### Data provided

--

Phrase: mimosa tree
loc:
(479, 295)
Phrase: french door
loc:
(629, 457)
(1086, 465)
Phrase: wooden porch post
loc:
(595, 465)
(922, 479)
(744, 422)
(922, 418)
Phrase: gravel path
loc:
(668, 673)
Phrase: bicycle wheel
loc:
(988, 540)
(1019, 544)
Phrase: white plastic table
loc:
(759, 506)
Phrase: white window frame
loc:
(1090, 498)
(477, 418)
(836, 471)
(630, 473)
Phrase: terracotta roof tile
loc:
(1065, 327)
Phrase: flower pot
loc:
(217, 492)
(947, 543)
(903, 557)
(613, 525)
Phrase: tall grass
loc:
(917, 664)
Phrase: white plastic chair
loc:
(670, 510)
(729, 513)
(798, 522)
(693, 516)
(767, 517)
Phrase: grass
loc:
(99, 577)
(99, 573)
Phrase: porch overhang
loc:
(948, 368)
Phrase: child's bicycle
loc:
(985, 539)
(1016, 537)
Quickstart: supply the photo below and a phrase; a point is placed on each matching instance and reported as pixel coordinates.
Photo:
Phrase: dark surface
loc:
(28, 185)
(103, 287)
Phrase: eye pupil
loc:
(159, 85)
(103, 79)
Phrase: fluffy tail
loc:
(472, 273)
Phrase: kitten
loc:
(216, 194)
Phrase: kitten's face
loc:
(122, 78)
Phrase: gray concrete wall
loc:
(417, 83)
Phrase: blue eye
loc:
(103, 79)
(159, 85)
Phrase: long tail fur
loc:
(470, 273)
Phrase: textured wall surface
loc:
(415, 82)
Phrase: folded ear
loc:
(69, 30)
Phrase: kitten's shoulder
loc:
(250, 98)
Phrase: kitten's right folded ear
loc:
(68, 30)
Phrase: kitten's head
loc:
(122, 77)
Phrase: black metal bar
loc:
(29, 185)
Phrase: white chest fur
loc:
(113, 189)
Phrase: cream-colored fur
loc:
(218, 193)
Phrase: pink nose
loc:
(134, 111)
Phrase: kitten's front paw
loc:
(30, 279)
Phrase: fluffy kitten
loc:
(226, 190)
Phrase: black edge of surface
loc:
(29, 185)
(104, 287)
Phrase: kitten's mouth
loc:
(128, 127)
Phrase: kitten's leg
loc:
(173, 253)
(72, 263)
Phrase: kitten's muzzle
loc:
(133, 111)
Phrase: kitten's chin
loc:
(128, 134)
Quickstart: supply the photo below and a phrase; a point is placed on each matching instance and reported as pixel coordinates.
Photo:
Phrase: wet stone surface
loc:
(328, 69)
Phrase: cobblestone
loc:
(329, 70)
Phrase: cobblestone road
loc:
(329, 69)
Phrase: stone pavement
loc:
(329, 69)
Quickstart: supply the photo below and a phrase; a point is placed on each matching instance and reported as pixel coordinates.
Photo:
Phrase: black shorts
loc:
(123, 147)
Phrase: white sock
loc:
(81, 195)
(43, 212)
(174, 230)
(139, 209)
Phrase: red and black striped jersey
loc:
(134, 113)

--

### What to do
Extract the listing in its entirety, matching it exactly.

### Correct output
Phrase: mimosa tree
loc:
(479, 295)
Phrase: french door
loc:
(629, 457)
(1086, 465)
Phrase: wooden porch post
loc:
(595, 465)
(922, 479)
(744, 422)
(922, 418)
Phrase: gravel path
loc:
(668, 673)
Phrase: bicycle wheel
loc:
(988, 540)
(1019, 544)
Phrase: white plastic table
loc:
(759, 506)
Phrase: white window frame
loc:
(1090, 498)
(477, 418)
(836, 471)
(630, 473)
Phrase: terracotta roof tile
loc:
(1065, 327)
Phrase: flower pot
loc:
(217, 492)
(947, 543)
(903, 557)
(613, 525)
Phrase: tall grass
loc:
(917, 664)
Phrase: white plastic chair
loc:
(670, 510)
(729, 513)
(798, 522)
(693, 516)
(767, 517)
Phrase: grass
loc:
(99, 577)
(99, 573)
Phrase: porch overhang
loc:
(948, 368)
Phrase: child's bicycle
loc:
(985, 539)
(1016, 537)
Quickstart: supply the photo below and a phrase; a point is placed on each matching instance and reported as pixel coordinates.
Photo:
Phrase: dark surface
loc:
(28, 185)
(103, 287)
Phrase: eye pupil
loc:
(159, 85)
(103, 79)
Phrase: fluffy tail
loc:
(472, 273)
Phrase: kitten
loc:
(216, 194)
Phrase: kitten's face
loc:
(122, 78)
Phrase: gray concrete wall
loc:
(417, 83)
Phrase: blue eye
loc:
(103, 79)
(159, 85)
Phrase: long tail fur
loc:
(470, 273)
Phrase: textured wall surface
loc:
(415, 82)
Phrase: folded ear
loc:
(69, 30)
Phrase: kitten's shoulder
loc:
(250, 98)
Phrase: kitten's right folded ear
loc:
(68, 30)
Phrase: kitten's head
loc:
(122, 77)
Phrase: black metal bar
loc:
(29, 185)
Phrase: white chest fur
loc:
(113, 189)
Phrase: cream-colored fur
loc:
(218, 193)
Phrase: pink nose
loc:
(134, 111)
Phrase: kitten's front paw
loc:
(30, 279)
Phrase: fluffy kitten
loc:
(226, 190)
Phrase: black edge of surface
loc:
(29, 185)
(104, 287)
Phrase: kitten's mouth
loc:
(128, 127)
Phrase: kitten's leg
loc:
(173, 253)
(72, 263)
Phrase: kitten's muzzle
loc:
(133, 111)
Phrase: kitten's chin
loc:
(128, 134)
Quickstart: supply the photo below and a phrase; a point is placed on each matching instance and reported as pixel coordinates.
Photo:
Phrase: wet stone surface
loc:
(328, 69)
Phrase: cobblestone
loc:
(329, 70)
Phrase: cobblestone road
loc:
(329, 69)
Phrase: stone pavement
loc:
(329, 69)
Quickstart: supply the photo below and a phrase; a point is placed on each matching instance and reported as pixel coordinates.
Photo:
Phrase: black shorts
loc:
(123, 147)
Phrase: white sock
loc:
(81, 195)
(43, 212)
(174, 230)
(139, 209)
Phrase: red and black striped jersey
loc:
(134, 113)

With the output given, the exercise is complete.